Activity: Only lines with the string "white" are wanted. Pull them out of the data.
------ Provided records ------
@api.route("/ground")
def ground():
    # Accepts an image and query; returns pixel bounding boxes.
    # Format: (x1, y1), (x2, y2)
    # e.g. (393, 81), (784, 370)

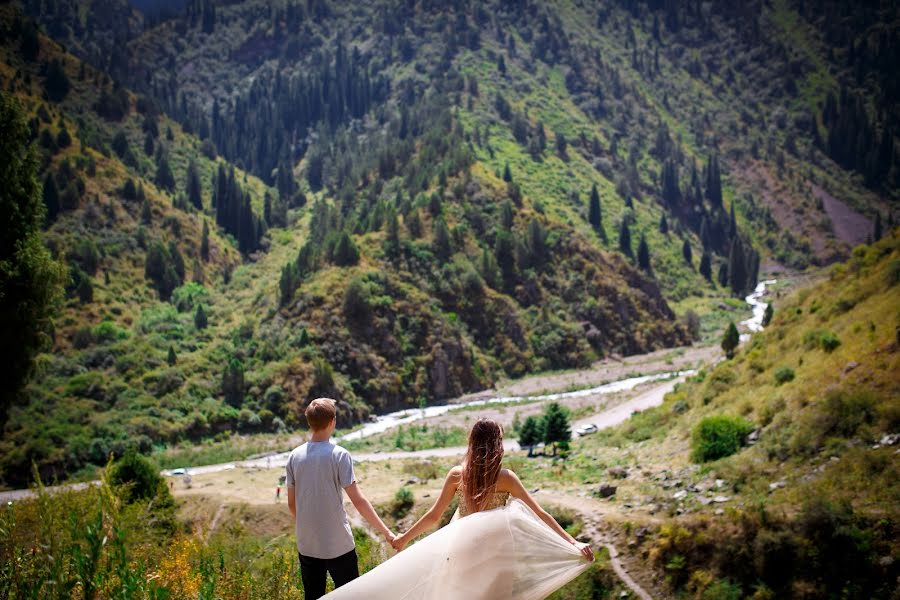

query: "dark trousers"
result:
(298, 548), (359, 599)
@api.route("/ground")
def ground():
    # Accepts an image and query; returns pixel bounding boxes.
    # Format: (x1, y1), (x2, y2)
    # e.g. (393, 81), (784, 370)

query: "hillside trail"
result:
(203, 503), (226, 544)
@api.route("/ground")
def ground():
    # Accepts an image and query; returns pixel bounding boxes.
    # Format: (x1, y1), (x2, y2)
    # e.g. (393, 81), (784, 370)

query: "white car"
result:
(575, 424), (598, 436)
(170, 468), (187, 476)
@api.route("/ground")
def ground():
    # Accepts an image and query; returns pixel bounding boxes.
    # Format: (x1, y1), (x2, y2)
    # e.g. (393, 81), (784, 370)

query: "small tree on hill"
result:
(518, 416), (543, 457)
(222, 358), (245, 407)
(194, 304), (208, 329)
(542, 402), (571, 456)
(722, 321), (740, 359)
(762, 303), (773, 327)
(167, 345), (177, 366)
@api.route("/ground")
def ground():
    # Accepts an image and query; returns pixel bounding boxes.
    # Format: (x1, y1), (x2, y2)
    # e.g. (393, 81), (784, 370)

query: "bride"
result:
(325, 418), (594, 599)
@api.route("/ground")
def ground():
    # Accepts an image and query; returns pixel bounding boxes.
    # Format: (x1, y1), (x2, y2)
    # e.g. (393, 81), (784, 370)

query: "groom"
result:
(286, 397), (396, 599)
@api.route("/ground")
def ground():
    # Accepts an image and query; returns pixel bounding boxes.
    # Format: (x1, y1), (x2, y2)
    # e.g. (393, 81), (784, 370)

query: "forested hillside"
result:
(0, 0), (896, 487)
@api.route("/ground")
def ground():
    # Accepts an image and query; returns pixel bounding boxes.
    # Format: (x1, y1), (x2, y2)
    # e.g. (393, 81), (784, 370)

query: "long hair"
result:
(460, 418), (504, 513)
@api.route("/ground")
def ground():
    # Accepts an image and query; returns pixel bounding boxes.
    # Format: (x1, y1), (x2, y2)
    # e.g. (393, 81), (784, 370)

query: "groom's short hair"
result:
(306, 397), (337, 430)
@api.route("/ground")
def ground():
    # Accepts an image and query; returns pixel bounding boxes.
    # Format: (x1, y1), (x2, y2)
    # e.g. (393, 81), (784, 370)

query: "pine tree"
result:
(503, 162), (512, 182)
(705, 154), (722, 207)
(682, 239), (693, 265)
(194, 304), (208, 329)
(659, 213), (668, 234)
(762, 303), (774, 327)
(542, 402), (571, 456)
(187, 160), (203, 210)
(433, 217), (453, 261)
(383, 210), (401, 260)
(167, 346), (177, 366)
(518, 416), (543, 457)
(200, 220), (210, 261)
(874, 212), (883, 242)
(500, 200), (515, 230)
(588, 184), (603, 233)
(728, 237), (747, 297)
(480, 246), (500, 289)
(618, 219), (632, 258)
(722, 321), (739, 359)
(222, 358), (244, 407)
(279, 263), (298, 308)
(494, 230), (517, 289)
(637, 234), (651, 272)
(700, 252), (712, 281)
(717, 262), (729, 287)
(331, 231), (360, 266)
(42, 173), (59, 225)
(155, 153), (175, 192)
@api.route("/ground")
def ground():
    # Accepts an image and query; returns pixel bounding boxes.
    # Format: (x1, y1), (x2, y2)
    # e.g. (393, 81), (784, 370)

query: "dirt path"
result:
(204, 503), (226, 544)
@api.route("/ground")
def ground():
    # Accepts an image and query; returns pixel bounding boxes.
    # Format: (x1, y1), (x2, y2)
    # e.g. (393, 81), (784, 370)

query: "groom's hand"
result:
(391, 533), (408, 551)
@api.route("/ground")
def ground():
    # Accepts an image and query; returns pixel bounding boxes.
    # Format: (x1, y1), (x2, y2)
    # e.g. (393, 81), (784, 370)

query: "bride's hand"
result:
(574, 541), (594, 562)
(391, 533), (408, 552)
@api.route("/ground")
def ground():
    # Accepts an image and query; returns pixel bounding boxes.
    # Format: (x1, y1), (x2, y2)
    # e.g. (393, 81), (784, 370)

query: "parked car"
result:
(170, 468), (187, 476)
(575, 424), (598, 436)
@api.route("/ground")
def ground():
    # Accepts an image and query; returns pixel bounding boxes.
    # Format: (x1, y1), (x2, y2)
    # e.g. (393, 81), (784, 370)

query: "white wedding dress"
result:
(324, 497), (592, 599)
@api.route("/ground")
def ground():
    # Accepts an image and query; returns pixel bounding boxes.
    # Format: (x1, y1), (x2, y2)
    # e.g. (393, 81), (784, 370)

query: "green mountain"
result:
(0, 0), (897, 487)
------
Answer to this task:
query: "white car"
query: "white wedding dress"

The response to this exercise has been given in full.